**SOURCE:**

—————

The organization’s recent re-commitment to Horst means Antetokounmpo will have a familiar and trusted partner to discuss such sensitive matters. While some rival executives were surprised that the Bucks would extend Horst amid all this uncertainty and underwhelming play, the ownership group opted for stability. Horst, who league sources say was in consideration for front office positions in Phoenix and New Orleans before doing this deal, has worked with Antetokounmpo since he arrived from Greece in 2013, and the two remain close all these years later.

Of course, several sports media personalities have already decided that Antetokounmpo will be playing for a new team next season. Before the postseason even began, former NBA player Marcus Morris went on an ESPN morning show and picked Antetokounmpo’s next team for him (Miami). On Tuesday morning, 10 hours before the Bucks tipped Game 5 in Indianapolis, another ex-player, Carlos Boozer, declared on the same network that the Bucks’ all-time leading scorer had played his final game for the Bucks (he picked the Lakers as his next spot). In the wake of the Bucks’ loss to the Pacers, and with the myriad logistical issues outlined above, The Athletic’s John Hollinger argued that the Bucks’ best move here is to trade Antetokounmpo.

—————

**JOB A:** Find every line of the records that contains the word "blistered", and copy each of those lines.

(Entries from a dataset)
—————

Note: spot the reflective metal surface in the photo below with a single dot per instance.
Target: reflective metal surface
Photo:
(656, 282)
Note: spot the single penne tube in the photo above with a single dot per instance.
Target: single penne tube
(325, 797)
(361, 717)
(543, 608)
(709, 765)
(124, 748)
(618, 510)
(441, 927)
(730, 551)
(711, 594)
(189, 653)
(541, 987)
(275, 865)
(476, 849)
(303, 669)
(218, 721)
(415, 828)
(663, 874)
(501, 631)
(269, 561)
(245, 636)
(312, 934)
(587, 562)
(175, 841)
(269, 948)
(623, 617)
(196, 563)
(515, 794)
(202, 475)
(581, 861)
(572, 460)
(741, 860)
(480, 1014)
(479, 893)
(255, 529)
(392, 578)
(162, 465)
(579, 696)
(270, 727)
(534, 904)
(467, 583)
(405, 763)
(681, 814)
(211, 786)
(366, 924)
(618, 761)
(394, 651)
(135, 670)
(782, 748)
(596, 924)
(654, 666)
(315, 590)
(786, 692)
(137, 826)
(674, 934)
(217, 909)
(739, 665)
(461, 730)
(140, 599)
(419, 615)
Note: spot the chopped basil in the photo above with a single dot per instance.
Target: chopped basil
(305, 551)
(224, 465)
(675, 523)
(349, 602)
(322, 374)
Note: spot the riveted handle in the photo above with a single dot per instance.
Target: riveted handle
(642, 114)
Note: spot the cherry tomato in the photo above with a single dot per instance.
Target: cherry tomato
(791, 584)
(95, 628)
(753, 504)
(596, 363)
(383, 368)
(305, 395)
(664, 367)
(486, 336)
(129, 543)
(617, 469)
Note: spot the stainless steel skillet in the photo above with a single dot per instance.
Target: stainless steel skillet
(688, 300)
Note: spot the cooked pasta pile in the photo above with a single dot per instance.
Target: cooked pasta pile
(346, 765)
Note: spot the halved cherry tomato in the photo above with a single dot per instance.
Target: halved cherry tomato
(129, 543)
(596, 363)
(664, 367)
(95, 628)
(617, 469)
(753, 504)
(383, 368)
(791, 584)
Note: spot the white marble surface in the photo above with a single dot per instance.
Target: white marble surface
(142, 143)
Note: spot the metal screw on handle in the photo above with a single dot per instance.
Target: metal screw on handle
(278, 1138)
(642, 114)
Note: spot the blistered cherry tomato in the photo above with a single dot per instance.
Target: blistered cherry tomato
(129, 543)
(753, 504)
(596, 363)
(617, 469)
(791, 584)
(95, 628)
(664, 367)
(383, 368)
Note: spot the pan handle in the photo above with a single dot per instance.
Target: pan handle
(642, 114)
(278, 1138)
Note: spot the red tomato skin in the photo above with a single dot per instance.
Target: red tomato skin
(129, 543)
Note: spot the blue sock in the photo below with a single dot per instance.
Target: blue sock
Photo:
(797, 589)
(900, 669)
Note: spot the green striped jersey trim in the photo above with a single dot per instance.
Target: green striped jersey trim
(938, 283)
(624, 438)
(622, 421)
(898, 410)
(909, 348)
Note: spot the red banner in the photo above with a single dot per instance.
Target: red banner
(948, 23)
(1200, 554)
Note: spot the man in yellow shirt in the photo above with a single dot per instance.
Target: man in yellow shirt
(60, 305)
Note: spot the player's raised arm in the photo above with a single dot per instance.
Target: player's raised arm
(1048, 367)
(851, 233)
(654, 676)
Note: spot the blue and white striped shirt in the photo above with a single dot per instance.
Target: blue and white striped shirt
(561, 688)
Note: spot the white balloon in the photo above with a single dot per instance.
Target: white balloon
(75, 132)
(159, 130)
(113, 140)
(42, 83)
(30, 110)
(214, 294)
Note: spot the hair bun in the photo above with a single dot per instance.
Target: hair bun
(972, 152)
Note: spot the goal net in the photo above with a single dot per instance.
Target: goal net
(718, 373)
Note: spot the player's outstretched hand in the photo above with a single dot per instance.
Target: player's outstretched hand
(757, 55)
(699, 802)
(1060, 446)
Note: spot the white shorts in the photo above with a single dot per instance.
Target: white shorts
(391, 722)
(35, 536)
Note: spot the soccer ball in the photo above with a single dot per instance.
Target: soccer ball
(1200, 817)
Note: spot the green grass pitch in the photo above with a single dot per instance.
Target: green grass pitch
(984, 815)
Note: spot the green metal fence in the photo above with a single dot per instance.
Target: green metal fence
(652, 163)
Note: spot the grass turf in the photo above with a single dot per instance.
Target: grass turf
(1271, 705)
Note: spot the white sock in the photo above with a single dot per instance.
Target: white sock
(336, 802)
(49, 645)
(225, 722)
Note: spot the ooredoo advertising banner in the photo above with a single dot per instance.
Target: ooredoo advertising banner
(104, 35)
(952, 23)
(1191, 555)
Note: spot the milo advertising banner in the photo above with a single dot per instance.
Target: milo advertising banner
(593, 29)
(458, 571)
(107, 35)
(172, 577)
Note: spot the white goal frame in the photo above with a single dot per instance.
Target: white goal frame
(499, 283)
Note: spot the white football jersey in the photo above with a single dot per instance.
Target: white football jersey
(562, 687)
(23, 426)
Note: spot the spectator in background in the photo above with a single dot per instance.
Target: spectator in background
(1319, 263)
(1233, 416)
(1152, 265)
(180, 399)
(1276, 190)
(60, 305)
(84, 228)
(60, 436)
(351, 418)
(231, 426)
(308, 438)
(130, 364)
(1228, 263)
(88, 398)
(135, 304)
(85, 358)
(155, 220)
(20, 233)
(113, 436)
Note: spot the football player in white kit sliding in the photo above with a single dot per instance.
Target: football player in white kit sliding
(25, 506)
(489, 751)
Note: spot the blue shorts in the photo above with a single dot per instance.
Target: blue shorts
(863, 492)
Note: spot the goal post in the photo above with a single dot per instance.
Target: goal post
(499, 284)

—————

**JOB B:** Decide whether each statement agrees with the article about Antetokounmpo and the Bucks. Answer yes or no for each, and quote the words of the article that decide it. (i) Horst has worked with Antetokounmpo since Antetokounmpo arrived from Greece in 2013. (ii) Marcus Morris picked the Lakers as Antetokounmpo's next team. (iii) Carlos Boozer made his declaration on a different network from the one Morris appeared on.

**EXERCISE OUTPUT A:**
Note: spot the blistered cherry tomato in the photo above with a single dot per instance.
Target: blistered cherry tomato

**EXERCISE OUTPUT B:**
(i) Yes: "has worked with Antetokounmpo since he arrived from Greece in 2013"
(ii) No: "picked Antetokounmpo’s next team for him (Miami)"
(iii) No: "declared on the same network"